**Complete the following:**
• A. Transcribe the portion of the discussion on psychedelic drugs between "Apologies for the" and "ban) in Amsterdam.", inclusive.
• B. Answer these questions using the discussion on psychedelic drugs.
(i) According to the writer who issues "A word of warning on those amounts", how long did it take for the random psychedelic flashes to stop?
(ii) In which city did the writer who apologizes for "the throwaway" experience Truffles?
(iii) On how many occasions has the writer who "had ecstasy once, 8 years ago" taken psilocybin?

----- Document passage

A word of warning on those amounts: while the effects you are seeing now are mostly positive, there are possibly longer term negative, maybe irreversible, effects. For instance, it took my brain months to get rid of random psychedelic flashes occurring, ie seeing/hearing things that are not there. Funny at first, gets really annoying after a while. Also a couple of weeks after quitting regular usage I felt rather down and depressed, obviously due to the mess MDMA creates in the serotonin/dopamin system. For other effects: there are quite a lot of studies on them, and none of them are particularly good news. I'm not denying MDMA can give you nice insights and learns you how to cope with certain problems, I experienced that myself multiple times, but definitely stay away from sustained usage of more than a couple of months.
But then again, those side-effects are no worse than an average SSRI anti-depressant, so for those struggling with abuse, anxiety, stress disorders etc this may turn out to be a viable treatment option.
I'll take the down votes for my post, and note that I'm not advocating you do them often, but there is something to be said about their positive effects if used sparingly and therapeutically.
Apologies for the throwaway, but I'd like to support your point. I'm generally quite reluctant with drugs and alcohol, however I recently experienced Truffles (the successor to mushrooms after the ban) in Amsterdam.
In combination with meditation I found the experience quite manageable, and unique in terms of the concepts I could explore and the insights into existing situations in my life.
I can see how recreational use can be quite damaging, but with the right intent and goals, deliberate application of psychedelics for troubleshooting and problem solving is something I'd happily explore again if it were more acceptable where I live.
I think it is important to do it in the right mindset and with the right intentions. Most people associate MDMA with partying, and while that may be one use, I don't think it is necessarily the best. I don't even understand how people go party on mushrooms. I think the best is to be somewhere safe and quiet, outdoors hopefully on a sunny day with someone you trust or by yourself and just to sit and think and write if you can.
A certain amount of training beforehand doesn't hurt either. I'd been meditating for quite a while, and I'm no expert but I had a level of trust about what I could handle in terms of experience.
After the first couple of hours of my trip I introduced a lot of metal music and horror films to see exactly where it would go. There was nothing pleasant about that experience but I felt together enough to still observe it without being lost in it. However I couldn't consider deeply enough how horrifying it would be if you didn't have some sort of anchor inside of the experience.
I've had ecstasy once, 8 years ago. It was blissful, really.
I've also had psilocybin on 5 occasions. The first and second were particularly scary, because I held so tightly to my "normal" self. I then learned to completely abandon myself to the drug, and I've come out of the last three experiences with an unusually great outlook on life.
And as the Greek already knew, pleasure resides in moderation. To anyone wanting to try psychedelic drugs, my opinion is the same as matznerd's.
( http://www.guardian.co.uk/society/2012/jan/23/magic-mushroom... )
For any of you HNers out there hesitant to utilizing any of these of substances in your life, remember that they help change your perspective and allow you to look at problems from new angles. I will leave you with a Steve Jobs quote on the topic:
“Taking LSD was a profound experience, one of the most important things in my life. LSD shows you that there’s another side to the coin, and you can’t remember it when it wears off, but you know it. It reinforced my sense of what was important—creating great things instead of making money, putting things back into the stream of history and of human consciousness as much as I could.”

----------
----- Entries supplied

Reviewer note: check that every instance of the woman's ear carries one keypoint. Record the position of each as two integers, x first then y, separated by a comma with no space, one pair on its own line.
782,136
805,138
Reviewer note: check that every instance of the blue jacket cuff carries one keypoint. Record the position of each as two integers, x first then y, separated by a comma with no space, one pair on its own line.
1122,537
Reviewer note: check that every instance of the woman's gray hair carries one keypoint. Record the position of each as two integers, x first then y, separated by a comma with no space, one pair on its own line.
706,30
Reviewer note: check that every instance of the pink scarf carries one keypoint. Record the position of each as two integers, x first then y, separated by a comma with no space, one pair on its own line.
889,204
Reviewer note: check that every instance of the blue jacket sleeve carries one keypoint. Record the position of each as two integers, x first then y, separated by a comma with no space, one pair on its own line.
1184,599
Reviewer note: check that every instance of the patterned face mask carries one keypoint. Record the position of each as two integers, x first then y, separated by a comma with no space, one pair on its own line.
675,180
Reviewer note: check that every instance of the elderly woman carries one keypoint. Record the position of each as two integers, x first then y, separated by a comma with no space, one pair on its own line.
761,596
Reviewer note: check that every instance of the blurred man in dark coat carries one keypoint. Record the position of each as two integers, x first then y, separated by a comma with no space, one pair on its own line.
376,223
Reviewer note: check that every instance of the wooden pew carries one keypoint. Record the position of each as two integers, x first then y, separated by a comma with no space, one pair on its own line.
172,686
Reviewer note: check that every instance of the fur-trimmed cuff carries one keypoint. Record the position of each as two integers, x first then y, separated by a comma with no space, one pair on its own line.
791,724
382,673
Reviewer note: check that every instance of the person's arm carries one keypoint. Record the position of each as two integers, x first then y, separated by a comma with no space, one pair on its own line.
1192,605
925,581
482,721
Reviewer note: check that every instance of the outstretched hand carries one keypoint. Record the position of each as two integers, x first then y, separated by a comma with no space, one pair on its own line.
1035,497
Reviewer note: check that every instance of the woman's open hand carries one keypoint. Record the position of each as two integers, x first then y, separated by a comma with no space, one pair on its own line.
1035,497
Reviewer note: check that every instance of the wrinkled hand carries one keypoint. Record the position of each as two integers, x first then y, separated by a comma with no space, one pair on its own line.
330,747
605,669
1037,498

----------

**Outputs by task:**
• A.
Apologies for the throwaway, but I'd like to support your point. I'm generally quite reluctant with drugs and alcohol, however I recently experienced Truffles (the successor to mushrooms after the ban) in Amsterdam.

• B.
(i) Months.
(ii) Amsterdam.
(iii) Five.